## Dataset excerpts
----

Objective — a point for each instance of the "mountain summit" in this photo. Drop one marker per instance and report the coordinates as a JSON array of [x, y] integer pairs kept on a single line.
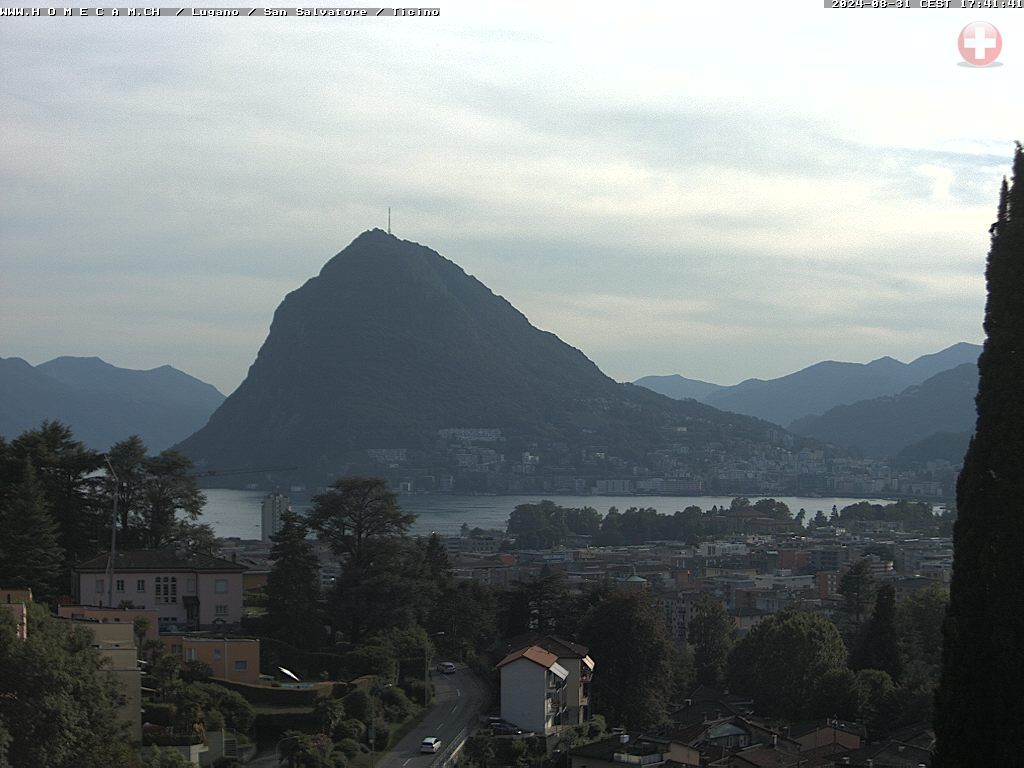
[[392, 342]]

----

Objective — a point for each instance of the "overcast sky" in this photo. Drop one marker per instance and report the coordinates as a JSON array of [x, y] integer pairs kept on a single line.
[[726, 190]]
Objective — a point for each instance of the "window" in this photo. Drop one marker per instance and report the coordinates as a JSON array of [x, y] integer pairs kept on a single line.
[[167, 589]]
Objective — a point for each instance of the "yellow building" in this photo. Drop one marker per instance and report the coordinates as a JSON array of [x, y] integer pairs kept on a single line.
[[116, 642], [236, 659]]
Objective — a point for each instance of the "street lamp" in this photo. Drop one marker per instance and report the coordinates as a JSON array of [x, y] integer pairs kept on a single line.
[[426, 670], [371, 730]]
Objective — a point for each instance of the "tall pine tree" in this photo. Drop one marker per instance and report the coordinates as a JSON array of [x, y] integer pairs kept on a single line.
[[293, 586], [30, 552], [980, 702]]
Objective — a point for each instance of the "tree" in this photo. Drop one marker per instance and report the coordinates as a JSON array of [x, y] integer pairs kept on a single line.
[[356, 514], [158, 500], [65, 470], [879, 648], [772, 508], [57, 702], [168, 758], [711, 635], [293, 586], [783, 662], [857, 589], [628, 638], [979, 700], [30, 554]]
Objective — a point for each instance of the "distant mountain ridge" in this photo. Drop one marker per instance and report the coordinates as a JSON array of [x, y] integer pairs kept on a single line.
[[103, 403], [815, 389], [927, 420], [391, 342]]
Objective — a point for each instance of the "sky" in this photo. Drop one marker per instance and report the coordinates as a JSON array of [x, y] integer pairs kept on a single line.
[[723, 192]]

----

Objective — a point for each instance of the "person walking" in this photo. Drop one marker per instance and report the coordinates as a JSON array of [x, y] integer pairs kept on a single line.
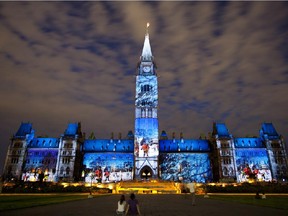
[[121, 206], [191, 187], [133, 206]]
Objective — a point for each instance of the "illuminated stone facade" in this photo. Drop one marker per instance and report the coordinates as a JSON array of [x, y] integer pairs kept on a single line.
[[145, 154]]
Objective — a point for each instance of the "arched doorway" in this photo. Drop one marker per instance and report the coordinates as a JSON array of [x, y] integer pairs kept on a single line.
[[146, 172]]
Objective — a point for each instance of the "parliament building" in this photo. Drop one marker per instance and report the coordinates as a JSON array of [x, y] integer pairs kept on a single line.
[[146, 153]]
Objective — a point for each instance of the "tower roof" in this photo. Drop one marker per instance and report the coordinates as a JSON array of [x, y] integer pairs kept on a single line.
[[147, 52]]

----

## What you should do
Select every line in the items above that contains the string "mountain" and copy each one out in full.

## Solution for this exercise
Objective — a point for each instance of the "mountain summit" in this photo. Drop one marker per instance and report the coordinates as a JSON array of [x, y] integer pairs kept on a single line.
Objective — a point for each instance of the "distant mountain ridge" in this photo. Drop one marker per instance and report the coordinates as a JSON array of [x, y] integer pairs kept on a single line.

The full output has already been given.